## Tâches à réaliser
1) Pourriez-vous recopier mot pour mot, dans le texte du document, tout ce qui va de « C'est pourquoi un » jusqu'à « la dite estampille. » ?
2) Quelles lignes des données contiennent la chaîne « green » ? Relevez-les toutes en respectant la casse.

## Texte du document
:::::
En 1744, des statuts stipulent que les maîtres d'ébénisterie sont obligés d'avoir leur marque particulière et que le maître qui prête sa marque encourt une amende.
Le but de cette imposition est de pouvoir contrôler toute la production parisienne, y compris celle des ateliers royaux (Louvre, Gobelins, Arsenal) et celle des ateliers libres, visant particulièrement ceux du faubourg Saint Antoine dont la production est considérable.
Mais cette mesure est inégalement suivie d'effet et certains maîtres estampillent peu ou pas leur production. Plusieurs raisons à cela : soit le maître veut éviter de payer la taxe de marquage, soit il veut marquer son indépendance (s'il est couvert par un privilège royal) soit encore il préfère garder l'anonymat bien souvent à la demande express des marchands-merciers peu désireux de divulguer l'origine de leur marchandise.
C'est pourquoi un meuble non estampillé peu très bien être un meuble de qualité d'exception et que ce n'est pas l'estampille qui fait la valeur du mobilier, bien que certains marchands cherchent parfois à le faire croire, quitte à apposer eux-mêmes la dite estampille.
Allons plus loin : un arrêt du Parlement du 4 février 1762 constate que les meubles livrés aux particuliers en direct ne sont presque jamais estampillés. Alors que depuis le XVeme siècle le pouvoir royal tente d'imposer une marque afin de contrôler la production et de percevoir une taxe (lettre patente de 1467 tombé dans l'oubli), cette fois il est aidé par les corporations qui par cet article espère empêcher les fraudes. Mais une fois encore c'est un échec.
En quoi consiste l'estampille ?
L'estampille est en quelque sorte la signature de l'ébéniste, elle permet d'authentifier avec certitude l'auteur de l'ouvrage.
L'outil utilisé pour l'estampillage est un poinçon en acier coulé d'une seule pièce, qui porte sur une de ses extrémité les initiales du ou des prénoms et le nom du maître ? Les lettres sont en fort relief et à arrêtes vives pour bien marquer le bois.
Le maitre applique le poinçon sur le bois (souvent un élément0 du bâti) et frappe l'outil d'un fort coup de marteau. La hauteur des lettres, généralement en caractère romains, varie de 4 à 10 millimètres, les hauteurs les plus courantes se situant entre 4 et 6 mm. Dans ce cas le nom est remplacé par des initiales : R.V.L.C et B.V.R.B sont les exemples les plus connus (puisqu'il s'agit de Roger Vandercruse dit Lacroix et de Bernard Van Risamburgh)
Souvent à coté de l'estampille des maîtres se trouve la marque JME : c'est le poinçon de contrôle appelé « marque de maîtrise » dont les initiales signifient « jurés-maîtres-ébénistes » et non pas « jurande des maîtres ébénistes » comme cela est dit couramment.
:::::
## Données des tâches
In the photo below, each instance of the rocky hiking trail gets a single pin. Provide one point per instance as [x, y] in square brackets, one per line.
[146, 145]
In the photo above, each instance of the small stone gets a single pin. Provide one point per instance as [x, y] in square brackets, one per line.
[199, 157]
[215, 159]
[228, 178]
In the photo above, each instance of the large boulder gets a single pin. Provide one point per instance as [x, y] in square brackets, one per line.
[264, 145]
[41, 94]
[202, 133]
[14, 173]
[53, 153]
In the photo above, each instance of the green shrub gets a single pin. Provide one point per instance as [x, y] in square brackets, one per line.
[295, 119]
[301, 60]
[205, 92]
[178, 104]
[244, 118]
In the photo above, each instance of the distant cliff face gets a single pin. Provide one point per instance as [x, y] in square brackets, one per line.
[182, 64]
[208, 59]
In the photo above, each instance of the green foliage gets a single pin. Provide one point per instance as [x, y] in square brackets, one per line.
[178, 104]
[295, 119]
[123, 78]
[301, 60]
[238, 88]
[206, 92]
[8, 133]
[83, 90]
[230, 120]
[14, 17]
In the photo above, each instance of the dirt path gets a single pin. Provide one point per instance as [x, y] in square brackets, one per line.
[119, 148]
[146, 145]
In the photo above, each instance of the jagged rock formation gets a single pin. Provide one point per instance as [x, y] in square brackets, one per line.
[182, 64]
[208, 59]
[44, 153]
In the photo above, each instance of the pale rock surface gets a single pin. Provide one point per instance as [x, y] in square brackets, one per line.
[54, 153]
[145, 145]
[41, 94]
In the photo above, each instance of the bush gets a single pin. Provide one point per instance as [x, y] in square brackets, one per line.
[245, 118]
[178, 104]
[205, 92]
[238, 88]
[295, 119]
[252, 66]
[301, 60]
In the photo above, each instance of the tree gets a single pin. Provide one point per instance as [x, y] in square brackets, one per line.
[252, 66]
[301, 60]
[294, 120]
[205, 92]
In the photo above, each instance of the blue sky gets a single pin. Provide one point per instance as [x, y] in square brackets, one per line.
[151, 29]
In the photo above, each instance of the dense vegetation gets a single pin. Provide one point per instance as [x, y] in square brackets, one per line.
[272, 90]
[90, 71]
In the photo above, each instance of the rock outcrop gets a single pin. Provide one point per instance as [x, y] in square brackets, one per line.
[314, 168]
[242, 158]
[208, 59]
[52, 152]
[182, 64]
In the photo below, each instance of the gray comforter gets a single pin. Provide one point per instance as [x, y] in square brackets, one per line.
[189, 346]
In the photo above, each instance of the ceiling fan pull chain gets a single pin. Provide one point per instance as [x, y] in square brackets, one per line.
:::::
## Solutions des exercices
1)
C'est pourquoi un meuble non estampillé peu très bien être un meuble de qualité d'exception et que ce n'est pas l'estampille qui fait la valeur du mobilier, bien que certains marchands cherchent parfois à le faire croire, quitte à apposer eux-mêmes la dite estampille.

2)
In the photo above, each instance of the green shrub gets a single pin. Provide one point per instance as [x, y] in square brackets, one per line.
In the photo above, each instance of the green foliage gets a single pin. Provide one point per instance as [x, y] in square brackets, one per line.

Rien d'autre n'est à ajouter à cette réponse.